Rewrite all the records below as a numbered list with one line per item, skipping blank lines and leaving out the pictures.

------------------------------------------------

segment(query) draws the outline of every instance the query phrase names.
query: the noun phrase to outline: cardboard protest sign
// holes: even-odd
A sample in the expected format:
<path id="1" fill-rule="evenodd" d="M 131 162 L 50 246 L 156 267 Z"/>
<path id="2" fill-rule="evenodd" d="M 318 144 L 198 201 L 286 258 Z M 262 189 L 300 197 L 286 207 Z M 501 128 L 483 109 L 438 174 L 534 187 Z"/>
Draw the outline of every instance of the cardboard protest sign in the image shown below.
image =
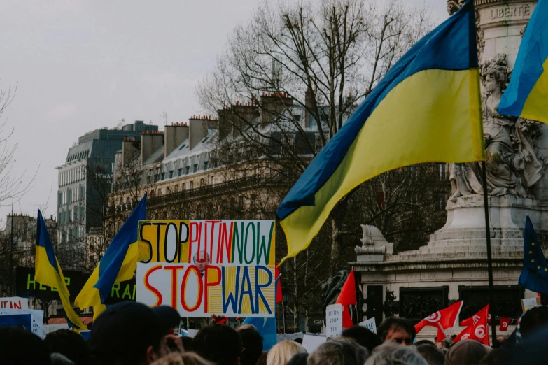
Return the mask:
<path id="1" fill-rule="evenodd" d="M 363 327 L 365 327 L 374 334 L 377 334 L 377 323 L 375 322 L 375 317 L 370 318 L 367 320 L 360 322 L 358 324 Z"/>
<path id="2" fill-rule="evenodd" d="M 139 222 L 136 301 L 181 317 L 274 316 L 274 222 Z"/>
<path id="3" fill-rule="evenodd" d="M 45 337 L 43 329 L 44 311 L 41 309 L 0 309 L 0 315 L 18 314 L 32 315 L 32 333 L 41 338 Z"/>
<path id="4" fill-rule="evenodd" d="M 325 336 L 316 336 L 304 334 L 302 336 L 302 347 L 307 349 L 309 354 L 318 348 L 320 345 L 325 342 L 327 338 Z"/>
<path id="5" fill-rule="evenodd" d="M 325 334 L 330 338 L 342 334 L 342 304 L 332 304 L 325 308 Z"/>
<path id="6" fill-rule="evenodd" d="M 58 324 L 44 324 L 43 328 L 44 332 L 45 332 L 45 334 L 48 334 L 50 332 L 55 332 L 59 329 L 69 329 L 69 324 L 59 323 Z"/>
<path id="7" fill-rule="evenodd" d="M 17 314 L 0 315 L 0 327 L 20 327 L 32 331 L 32 315 Z"/>
<path id="8" fill-rule="evenodd" d="M 19 296 L 0 298 L 0 308 L 29 309 L 29 299 Z"/>

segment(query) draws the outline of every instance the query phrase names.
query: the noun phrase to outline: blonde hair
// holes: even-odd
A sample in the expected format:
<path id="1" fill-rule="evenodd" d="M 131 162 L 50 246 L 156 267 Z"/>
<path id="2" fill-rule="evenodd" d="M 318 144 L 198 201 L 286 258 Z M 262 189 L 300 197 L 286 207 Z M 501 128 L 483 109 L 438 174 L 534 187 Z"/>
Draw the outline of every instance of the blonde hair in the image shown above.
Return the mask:
<path id="1" fill-rule="evenodd" d="M 152 365 L 213 365 L 194 352 L 171 352 L 152 363 Z"/>
<path id="2" fill-rule="evenodd" d="M 296 354 L 307 353 L 300 344 L 295 341 L 279 342 L 267 355 L 267 365 L 286 365 Z"/>

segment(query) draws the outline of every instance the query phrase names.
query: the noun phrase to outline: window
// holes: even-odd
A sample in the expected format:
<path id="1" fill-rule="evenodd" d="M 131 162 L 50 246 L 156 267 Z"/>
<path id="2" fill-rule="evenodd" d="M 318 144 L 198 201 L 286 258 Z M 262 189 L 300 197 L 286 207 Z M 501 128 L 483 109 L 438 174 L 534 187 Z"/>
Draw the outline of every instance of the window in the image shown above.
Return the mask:
<path id="1" fill-rule="evenodd" d="M 439 164 L 437 171 L 440 173 L 440 180 L 442 181 L 445 180 L 445 164 Z"/>
<path id="2" fill-rule="evenodd" d="M 414 166 L 411 166 L 411 179 L 416 180 L 416 167 Z"/>

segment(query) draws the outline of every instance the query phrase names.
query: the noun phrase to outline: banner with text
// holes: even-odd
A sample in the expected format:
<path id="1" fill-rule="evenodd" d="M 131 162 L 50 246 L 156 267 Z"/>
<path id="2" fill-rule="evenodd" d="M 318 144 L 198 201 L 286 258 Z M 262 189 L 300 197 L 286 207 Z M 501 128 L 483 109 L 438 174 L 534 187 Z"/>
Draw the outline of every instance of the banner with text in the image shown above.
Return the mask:
<path id="1" fill-rule="evenodd" d="M 139 222 L 136 301 L 182 317 L 274 317 L 272 220 Z"/>

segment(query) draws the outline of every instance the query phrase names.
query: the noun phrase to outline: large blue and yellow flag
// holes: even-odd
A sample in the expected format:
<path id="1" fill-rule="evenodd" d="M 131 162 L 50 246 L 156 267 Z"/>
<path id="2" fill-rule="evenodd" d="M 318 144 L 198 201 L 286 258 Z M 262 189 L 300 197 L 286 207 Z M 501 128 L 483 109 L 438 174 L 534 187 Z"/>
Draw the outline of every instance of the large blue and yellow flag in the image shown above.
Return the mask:
<path id="1" fill-rule="evenodd" d="M 548 123 L 548 1 L 537 3 L 497 110 Z"/>
<path id="2" fill-rule="evenodd" d="M 537 293 L 548 294 L 548 264 L 528 215 L 524 232 L 524 269 L 518 284 Z"/>
<path id="3" fill-rule="evenodd" d="M 69 299 L 70 294 L 64 281 L 63 271 L 51 244 L 50 234 L 45 227 L 43 217 L 38 210 L 36 222 L 36 255 L 34 260 L 34 277 L 36 280 L 43 285 L 48 285 L 57 289 L 63 309 L 66 315 L 66 320 L 71 327 L 77 330 L 87 329 L 80 317 L 74 311 Z"/>
<path id="4" fill-rule="evenodd" d="M 93 306 L 94 317 L 106 307 L 105 300 L 115 282 L 133 278 L 137 266 L 139 221 L 146 215 L 146 193 L 112 239 L 103 258 L 92 273 L 74 303 L 80 308 Z"/>
<path id="5" fill-rule="evenodd" d="M 468 0 L 402 57 L 312 160 L 276 212 L 284 260 L 364 181 L 422 162 L 484 159 L 475 27 Z"/>

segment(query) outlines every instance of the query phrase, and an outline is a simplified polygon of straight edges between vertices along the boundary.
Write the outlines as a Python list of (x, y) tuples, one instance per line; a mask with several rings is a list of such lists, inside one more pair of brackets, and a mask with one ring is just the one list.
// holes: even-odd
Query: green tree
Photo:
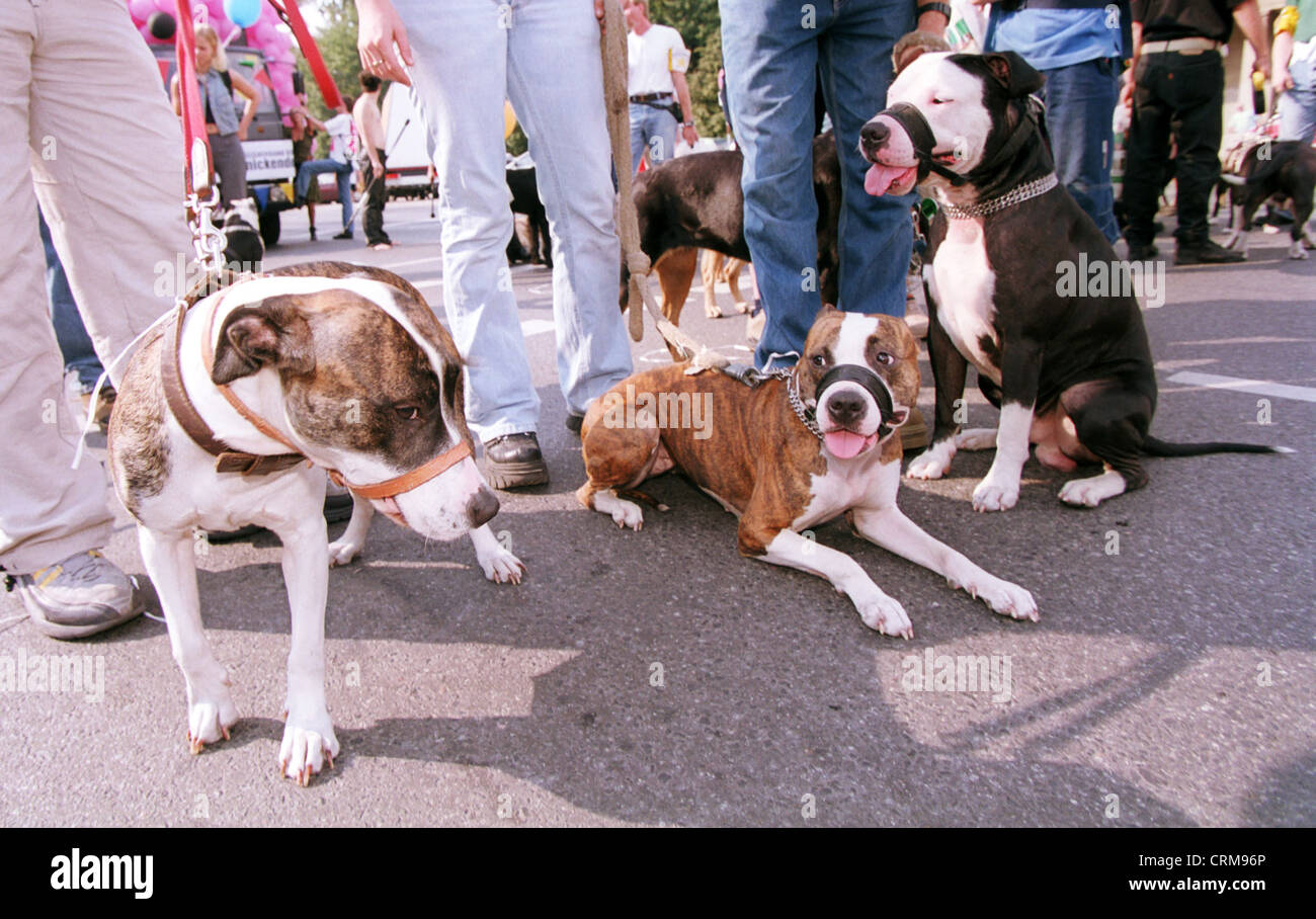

------------------------------------------------

> **Exercise output**:
1. segment(query) draws the outline of every instance the query phrase names.
2. query: the noun phrase to outline: cardboard protest sign
3. // holes: even-odd
4. A sample in the expected format:
5. <path id="1" fill-rule="evenodd" d="M 131 162 L 50 246 L 156 267 Z"/>
6. <path id="2" fill-rule="evenodd" d="M 318 144 L 198 201 L 286 258 Z M 262 189 L 300 197 L 286 207 Z M 501 128 L 483 109 L 438 174 L 534 187 Z"/>
7. Draw the outline of every instance of the cardboard protest sign in the image shown below.
8. image =
9. Return the mask:
10. <path id="1" fill-rule="evenodd" d="M 363 327 L 365 327 L 374 334 L 377 334 L 377 323 L 375 322 L 375 317 L 370 318 L 367 320 L 360 322 L 358 324 Z"/>
11. <path id="2" fill-rule="evenodd" d="M 139 222 L 136 301 L 181 317 L 274 316 L 274 222 Z"/>
12. <path id="3" fill-rule="evenodd" d="M 45 337 L 43 329 L 44 311 L 41 309 L 0 309 L 0 315 L 18 314 L 32 315 L 32 333 L 41 338 Z"/>
13. <path id="4" fill-rule="evenodd" d="M 325 336 L 316 336 L 304 334 L 302 336 L 302 347 L 307 349 L 309 354 L 318 348 L 320 345 L 325 342 L 327 338 Z"/>
14. <path id="5" fill-rule="evenodd" d="M 325 334 L 330 338 L 342 334 L 342 304 L 332 304 L 325 308 Z"/>
15. <path id="6" fill-rule="evenodd" d="M 58 324 L 44 324 L 43 328 L 44 332 L 45 332 L 45 334 L 48 334 L 50 332 L 55 332 L 59 329 L 69 329 L 69 324 L 59 323 Z"/>
16. <path id="7" fill-rule="evenodd" d="M 17 314 L 0 315 L 0 327 L 20 327 L 32 331 L 32 315 Z"/>
17. <path id="8" fill-rule="evenodd" d="M 19 296 L 0 298 L 0 308 L 29 309 L 29 299 Z"/>
18. segment(query) draws the outline of every instance the query phrase names.
19. query: the noun phrase to outline: blonde hair
20. // holes: even-odd
21. A sample in the expected format:
22. <path id="1" fill-rule="evenodd" d="M 131 162 L 50 246 L 156 267 Z"/>
23. <path id="2" fill-rule="evenodd" d="M 318 144 L 198 201 L 286 258 Z M 262 189 L 300 197 L 286 207 Z M 501 128 L 483 109 L 438 174 L 534 187 Z"/>
24. Draw the outline of every instance of the blonde hair in the image shown above.
25. Return the mask:
26. <path id="1" fill-rule="evenodd" d="M 152 365 L 213 365 L 194 352 L 171 352 L 152 363 Z"/>
27. <path id="2" fill-rule="evenodd" d="M 296 354 L 307 353 L 300 344 L 295 341 L 279 342 L 267 355 L 267 365 L 286 365 Z"/>
28. segment(query) draws the outline of every instance the query phrase names.
29. query: the noun phrase to outline: window
30. // holes: even-odd
31. A sample in the expected format:
32. <path id="1" fill-rule="evenodd" d="M 131 162 L 50 246 L 156 267 Z"/>
33. <path id="2" fill-rule="evenodd" d="M 318 144 L 198 201 L 286 258 Z M 262 189 L 300 197 L 286 207 Z M 501 128 L 483 109 L 438 174 L 534 187 Z"/>
34. Draw the outline of every instance of the window in the image shown above.
35. Return the mask:
36. <path id="1" fill-rule="evenodd" d="M 439 164 L 437 171 L 440 173 L 440 180 L 442 181 L 445 180 L 445 164 Z"/>
37. <path id="2" fill-rule="evenodd" d="M 414 166 L 411 166 L 411 179 L 416 180 L 416 167 Z"/>
38. segment(query) draws the outline of every instance the query phrase names.
39. query: the noun phrase to outline: banner with text
40. // holes: even-odd
41. A sample in the expected format:
42. <path id="1" fill-rule="evenodd" d="M 131 162 L 50 246 L 156 267 Z"/>
43. <path id="2" fill-rule="evenodd" d="M 318 144 L 198 201 L 286 258 Z M 262 189 L 300 197 L 286 207 Z M 501 128 L 483 109 L 438 174 L 534 187 Z"/>
44. Draw the outline of every instance of the banner with text in the image shown above.
45. Return the mask:
46. <path id="1" fill-rule="evenodd" d="M 139 222 L 136 301 L 182 317 L 274 317 L 272 220 Z"/>
47. segment(query) draws the outline of every instance the query phrase names.
48. query: the noun phrase to outline: large blue and yellow flag
49. // holes: even-odd
50. A sample in the expected format:
51. <path id="1" fill-rule="evenodd" d="M 131 162 L 50 246 L 156 267 Z"/>
52. <path id="2" fill-rule="evenodd" d="M 318 144 L 198 201 L 286 258 Z M 262 189 L 300 197 L 286 207 Z M 501 128 L 483 109 L 438 174 L 534 187 Z"/>
53. Draw the outline of every instance of the large blue and yellow flag in the image shown above.
54. Return the mask:
55. <path id="1" fill-rule="evenodd" d="M 548 123 L 548 1 L 537 3 L 497 110 Z"/>
56. <path id="2" fill-rule="evenodd" d="M 537 293 L 548 294 L 548 264 L 528 215 L 524 232 L 524 269 L 518 284 Z"/>
57. <path id="3" fill-rule="evenodd" d="M 69 299 L 70 294 L 64 281 L 63 271 L 51 244 L 50 234 L 45 227 L 43 217 L 38 210 L 36 222 L 36 255 L 34 260 L 34 277 L 36 280 L 43 285 L 48 285 L 57 289 L 63 309 L 66 315 L 66 320 L 71 327 L 77 330 L 87 329 L 80 317 L 74 311 Z"/>
58. <path id="4" fill-rule="evenodd" d="M 93 306 L 94 317 L 106 307 L 105 300 L 115 282 L 133 278 L 137 266 L 139 221 L 146 215 L 146 193 L 112 239 L 103 258 L 92 273 L 74 303 L 80 308 Z"/>
59. <path id="5" fill-rule="evenodd" d="M 468 0 L 402 57 L 312 160 L 276 212 L 284 260 L 364 181 L 422 162 L 484 159 L 475 27 Z"/>
60. segment(query) outlines every instance of the query phrase, and an outline is a simplified polygon of straight edges between vertices along the boundary.
61. Write the outlines as a Python list of (x, y) tuples, one instance per line; a mask with several rings is a list of such lists, inside one more pair of brackets, and a mask with one ring is just the one list.
62. // holes: even-odd
63. Query: green tree
64. Photo:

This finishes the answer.